» PROVIDED MATERIAL
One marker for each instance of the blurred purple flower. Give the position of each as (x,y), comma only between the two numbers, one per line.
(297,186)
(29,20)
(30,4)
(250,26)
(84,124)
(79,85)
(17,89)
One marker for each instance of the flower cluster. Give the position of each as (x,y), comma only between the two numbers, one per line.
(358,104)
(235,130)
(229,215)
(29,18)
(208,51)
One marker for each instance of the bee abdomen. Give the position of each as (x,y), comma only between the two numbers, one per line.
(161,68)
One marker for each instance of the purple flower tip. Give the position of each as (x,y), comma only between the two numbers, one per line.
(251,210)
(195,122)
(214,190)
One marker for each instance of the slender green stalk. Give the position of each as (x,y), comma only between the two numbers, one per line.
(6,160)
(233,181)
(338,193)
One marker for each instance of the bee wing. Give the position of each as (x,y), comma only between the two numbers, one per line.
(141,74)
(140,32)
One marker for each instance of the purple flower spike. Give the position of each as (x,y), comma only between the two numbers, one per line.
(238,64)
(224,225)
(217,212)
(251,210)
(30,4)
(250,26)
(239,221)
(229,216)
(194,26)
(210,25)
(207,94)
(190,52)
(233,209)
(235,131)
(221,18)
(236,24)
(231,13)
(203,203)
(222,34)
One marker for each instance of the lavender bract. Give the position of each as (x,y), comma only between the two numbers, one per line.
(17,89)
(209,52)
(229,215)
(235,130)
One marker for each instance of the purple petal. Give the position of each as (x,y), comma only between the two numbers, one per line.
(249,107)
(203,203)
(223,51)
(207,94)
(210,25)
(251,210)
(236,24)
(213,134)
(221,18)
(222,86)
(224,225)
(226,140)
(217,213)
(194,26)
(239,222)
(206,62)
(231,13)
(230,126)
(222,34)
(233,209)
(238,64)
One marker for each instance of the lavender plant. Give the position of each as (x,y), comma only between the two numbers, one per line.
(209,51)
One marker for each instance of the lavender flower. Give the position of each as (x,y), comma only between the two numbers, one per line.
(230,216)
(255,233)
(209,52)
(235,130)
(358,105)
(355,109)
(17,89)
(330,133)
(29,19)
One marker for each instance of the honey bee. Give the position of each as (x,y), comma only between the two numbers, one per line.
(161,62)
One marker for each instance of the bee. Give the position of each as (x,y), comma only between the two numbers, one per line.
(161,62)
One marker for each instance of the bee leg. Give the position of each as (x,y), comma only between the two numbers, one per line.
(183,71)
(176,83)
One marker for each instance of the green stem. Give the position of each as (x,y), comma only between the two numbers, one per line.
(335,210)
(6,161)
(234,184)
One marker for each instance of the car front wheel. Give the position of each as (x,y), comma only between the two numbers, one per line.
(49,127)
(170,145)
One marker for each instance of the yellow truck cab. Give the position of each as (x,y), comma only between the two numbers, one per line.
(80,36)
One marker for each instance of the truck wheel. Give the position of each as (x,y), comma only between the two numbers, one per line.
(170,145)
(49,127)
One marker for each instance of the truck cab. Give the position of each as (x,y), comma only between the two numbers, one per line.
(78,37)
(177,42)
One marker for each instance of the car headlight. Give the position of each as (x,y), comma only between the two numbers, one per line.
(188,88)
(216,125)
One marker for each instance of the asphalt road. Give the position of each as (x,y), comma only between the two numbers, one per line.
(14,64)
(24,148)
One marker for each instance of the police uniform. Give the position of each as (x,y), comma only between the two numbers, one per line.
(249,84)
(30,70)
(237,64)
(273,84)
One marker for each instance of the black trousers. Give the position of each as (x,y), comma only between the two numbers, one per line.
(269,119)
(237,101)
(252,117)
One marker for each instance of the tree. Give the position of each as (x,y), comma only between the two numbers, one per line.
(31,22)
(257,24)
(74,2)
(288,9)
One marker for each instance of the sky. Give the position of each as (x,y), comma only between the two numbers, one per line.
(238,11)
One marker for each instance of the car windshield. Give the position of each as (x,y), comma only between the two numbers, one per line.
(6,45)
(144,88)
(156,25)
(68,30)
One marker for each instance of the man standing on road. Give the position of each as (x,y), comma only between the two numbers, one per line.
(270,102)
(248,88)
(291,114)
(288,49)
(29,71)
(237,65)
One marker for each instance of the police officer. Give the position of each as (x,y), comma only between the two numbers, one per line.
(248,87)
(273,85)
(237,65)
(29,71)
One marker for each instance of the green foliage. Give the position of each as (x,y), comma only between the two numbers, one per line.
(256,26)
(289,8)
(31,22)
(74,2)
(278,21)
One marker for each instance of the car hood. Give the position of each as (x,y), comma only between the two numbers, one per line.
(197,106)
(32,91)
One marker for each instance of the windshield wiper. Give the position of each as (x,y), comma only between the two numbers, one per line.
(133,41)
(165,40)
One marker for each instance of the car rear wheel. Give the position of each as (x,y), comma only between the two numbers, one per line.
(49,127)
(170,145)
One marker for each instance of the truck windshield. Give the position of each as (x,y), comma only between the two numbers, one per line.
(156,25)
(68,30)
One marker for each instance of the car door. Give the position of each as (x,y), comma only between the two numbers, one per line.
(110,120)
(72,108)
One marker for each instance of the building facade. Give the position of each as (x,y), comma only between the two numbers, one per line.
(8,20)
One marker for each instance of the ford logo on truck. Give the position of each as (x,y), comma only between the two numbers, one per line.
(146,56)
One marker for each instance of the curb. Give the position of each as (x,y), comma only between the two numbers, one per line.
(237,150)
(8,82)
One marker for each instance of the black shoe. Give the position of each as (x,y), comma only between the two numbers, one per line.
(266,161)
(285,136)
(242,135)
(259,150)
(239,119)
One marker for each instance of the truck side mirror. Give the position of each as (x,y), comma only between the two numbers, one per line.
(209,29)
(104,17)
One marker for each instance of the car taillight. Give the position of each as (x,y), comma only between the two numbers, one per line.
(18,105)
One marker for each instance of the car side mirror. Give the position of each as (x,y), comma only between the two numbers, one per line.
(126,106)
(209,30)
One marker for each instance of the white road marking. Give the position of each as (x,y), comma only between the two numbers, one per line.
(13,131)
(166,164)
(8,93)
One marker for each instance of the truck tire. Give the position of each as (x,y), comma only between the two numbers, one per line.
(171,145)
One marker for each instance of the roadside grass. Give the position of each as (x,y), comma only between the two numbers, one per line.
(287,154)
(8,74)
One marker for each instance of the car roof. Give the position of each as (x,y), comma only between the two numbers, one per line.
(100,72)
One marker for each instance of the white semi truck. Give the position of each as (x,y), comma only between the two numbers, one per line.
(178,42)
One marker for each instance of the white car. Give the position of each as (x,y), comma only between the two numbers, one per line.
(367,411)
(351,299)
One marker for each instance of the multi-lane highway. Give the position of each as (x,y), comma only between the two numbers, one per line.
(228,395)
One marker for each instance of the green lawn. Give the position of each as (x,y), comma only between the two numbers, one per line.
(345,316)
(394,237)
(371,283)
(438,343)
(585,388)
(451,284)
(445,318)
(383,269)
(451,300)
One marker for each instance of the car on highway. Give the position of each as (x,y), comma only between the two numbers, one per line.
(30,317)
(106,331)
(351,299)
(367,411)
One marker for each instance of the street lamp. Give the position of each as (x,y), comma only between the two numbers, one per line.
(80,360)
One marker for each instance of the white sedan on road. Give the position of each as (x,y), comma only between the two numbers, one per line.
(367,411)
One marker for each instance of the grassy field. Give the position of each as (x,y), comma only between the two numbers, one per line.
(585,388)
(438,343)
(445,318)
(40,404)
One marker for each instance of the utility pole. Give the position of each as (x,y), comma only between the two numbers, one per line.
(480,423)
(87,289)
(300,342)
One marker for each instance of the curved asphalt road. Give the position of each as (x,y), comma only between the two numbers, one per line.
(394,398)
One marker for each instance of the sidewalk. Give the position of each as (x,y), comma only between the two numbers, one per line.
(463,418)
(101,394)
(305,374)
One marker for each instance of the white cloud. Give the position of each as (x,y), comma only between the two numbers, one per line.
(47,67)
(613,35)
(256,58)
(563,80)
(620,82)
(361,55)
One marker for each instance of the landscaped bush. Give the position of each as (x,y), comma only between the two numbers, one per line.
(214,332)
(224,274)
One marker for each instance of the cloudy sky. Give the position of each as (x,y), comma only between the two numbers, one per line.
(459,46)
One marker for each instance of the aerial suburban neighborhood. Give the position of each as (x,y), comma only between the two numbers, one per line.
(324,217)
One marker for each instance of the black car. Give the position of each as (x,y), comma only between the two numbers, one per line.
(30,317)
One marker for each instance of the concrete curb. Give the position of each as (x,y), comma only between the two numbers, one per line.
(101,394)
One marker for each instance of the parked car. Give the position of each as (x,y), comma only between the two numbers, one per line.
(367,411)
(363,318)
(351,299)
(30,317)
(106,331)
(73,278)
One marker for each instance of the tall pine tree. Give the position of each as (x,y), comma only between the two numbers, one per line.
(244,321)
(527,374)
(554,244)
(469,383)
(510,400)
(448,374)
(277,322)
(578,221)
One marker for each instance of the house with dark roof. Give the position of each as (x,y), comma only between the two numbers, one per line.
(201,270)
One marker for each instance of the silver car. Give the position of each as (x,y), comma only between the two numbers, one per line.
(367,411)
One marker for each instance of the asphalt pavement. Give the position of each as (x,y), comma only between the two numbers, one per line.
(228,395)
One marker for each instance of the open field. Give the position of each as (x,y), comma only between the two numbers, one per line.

» REQUIRED WORK
Set down, exactly and in full, the lines from the one containing "One marker for each instance of the parked" through the end of the entries; no other line belongs.

» SOLVED EXERCISE
One marker for each instance of the parked car. Give the position of each as (x,y), comma only between the two numbers, one per line.
(367,411)
(363,318)
(351,299)
(30,317)
(106,331)
(73,278)
One marker for each instance of the tall pine tree. Give the position of each as (x,y), comma only between the two numbers, one per line.
(244,321)
(527,374)
(554,244)
(469,383)
(510,400)
(448,374)
(277,322)
(578,221)
One marker for each instance of the house with dark roof. Give the position of each as (x,y), comma only between the two numbers, one per line.
(201,270)
One marker for each instance of the silver car. Give the position of each as (x,y), comma only between the two numbers, one per line.
(367,411)
One marker for each instance of the asphalt pavement. Give the position of each as (x,y), comma only between the two numbers, one per line.
(228,395)
One marker for each instance of the open field. Give the position of each as (x,y), comma only between the two numbers, one per line.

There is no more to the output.